- [Texte fourni]:

☆ ☆ ☆ ☆

La machine de guerre sioniste détruisait tout sur son passage : habitations, hôpitaux, abris de l’UNRWA, mosquées, cimetières… On se souvient des précédents d’Al Shujaîya ou Haï Al Zaytoun, dans l’agglomération de Ghaza-ville, ainsi que les premières campagnes militaires, au nord, dès l’entame de l’offensive terrestre le 27 octobre. Ce fut le cas à Jabaliya et le siège de l’hôpital Kamal Adwan. Puis il y a eu de longs sièges similaires dans le centre de la bande de Ghaza, à Deir Al Balah, Al Nussairat ou encore Al Maghazi. Rafah apparaît donc comme la dernière séquence de cette longue campagne de ratissage, du nord vers le sud.

«Hamas survivra»

☆ ☆ ☆ ☆

- [Entrées du jeu]:
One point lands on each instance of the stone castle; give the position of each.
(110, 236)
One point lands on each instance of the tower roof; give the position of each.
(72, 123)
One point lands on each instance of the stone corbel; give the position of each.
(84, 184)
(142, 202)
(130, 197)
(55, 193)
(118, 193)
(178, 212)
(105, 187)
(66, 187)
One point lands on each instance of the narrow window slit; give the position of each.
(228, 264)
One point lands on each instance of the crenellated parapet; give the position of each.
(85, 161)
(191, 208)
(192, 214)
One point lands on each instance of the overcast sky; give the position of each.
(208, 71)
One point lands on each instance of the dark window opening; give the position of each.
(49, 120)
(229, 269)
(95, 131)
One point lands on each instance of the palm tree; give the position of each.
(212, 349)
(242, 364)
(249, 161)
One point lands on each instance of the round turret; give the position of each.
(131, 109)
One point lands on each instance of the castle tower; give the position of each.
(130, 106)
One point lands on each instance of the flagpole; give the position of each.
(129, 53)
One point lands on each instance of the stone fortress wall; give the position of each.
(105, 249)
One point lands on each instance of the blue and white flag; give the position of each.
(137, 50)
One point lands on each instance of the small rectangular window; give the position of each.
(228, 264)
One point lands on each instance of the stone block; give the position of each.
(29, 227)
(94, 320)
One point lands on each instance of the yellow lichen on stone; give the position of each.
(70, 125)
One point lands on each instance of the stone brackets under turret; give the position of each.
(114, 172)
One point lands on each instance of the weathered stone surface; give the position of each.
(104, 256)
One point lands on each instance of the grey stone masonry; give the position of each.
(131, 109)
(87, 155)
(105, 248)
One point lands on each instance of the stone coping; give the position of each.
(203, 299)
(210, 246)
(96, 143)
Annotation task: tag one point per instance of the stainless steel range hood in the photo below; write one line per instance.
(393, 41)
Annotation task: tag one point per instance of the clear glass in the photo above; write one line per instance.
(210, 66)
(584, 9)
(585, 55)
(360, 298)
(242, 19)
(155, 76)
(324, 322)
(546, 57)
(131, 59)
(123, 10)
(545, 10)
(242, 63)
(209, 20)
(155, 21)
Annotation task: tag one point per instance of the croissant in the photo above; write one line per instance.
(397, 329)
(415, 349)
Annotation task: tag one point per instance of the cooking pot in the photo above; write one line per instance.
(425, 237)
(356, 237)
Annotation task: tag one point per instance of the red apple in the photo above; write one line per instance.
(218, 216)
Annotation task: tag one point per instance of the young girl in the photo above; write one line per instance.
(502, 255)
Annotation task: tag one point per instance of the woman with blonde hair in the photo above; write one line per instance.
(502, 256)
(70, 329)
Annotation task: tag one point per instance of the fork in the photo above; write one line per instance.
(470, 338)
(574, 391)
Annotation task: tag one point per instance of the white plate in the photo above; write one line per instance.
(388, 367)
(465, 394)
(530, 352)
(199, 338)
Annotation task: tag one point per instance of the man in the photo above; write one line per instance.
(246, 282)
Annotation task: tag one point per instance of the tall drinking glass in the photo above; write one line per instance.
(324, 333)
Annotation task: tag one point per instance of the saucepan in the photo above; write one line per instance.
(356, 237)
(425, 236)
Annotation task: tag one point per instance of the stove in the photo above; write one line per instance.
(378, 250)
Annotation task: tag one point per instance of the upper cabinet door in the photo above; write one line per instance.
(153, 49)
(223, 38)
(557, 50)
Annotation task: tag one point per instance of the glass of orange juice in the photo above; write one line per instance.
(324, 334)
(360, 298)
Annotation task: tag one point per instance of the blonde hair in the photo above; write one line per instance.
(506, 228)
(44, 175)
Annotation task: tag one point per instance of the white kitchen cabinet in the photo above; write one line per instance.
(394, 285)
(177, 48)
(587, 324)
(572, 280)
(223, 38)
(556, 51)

☆ ☆ ☆ ☆

- [Détail de la tâche]: D'après le texte fourni, à quelle date l'offensive terrestre a-t-elle débuté ? Les lignes ne jouent aucun rôle ici.

- [Réponse au problème]: Le 27 octobre.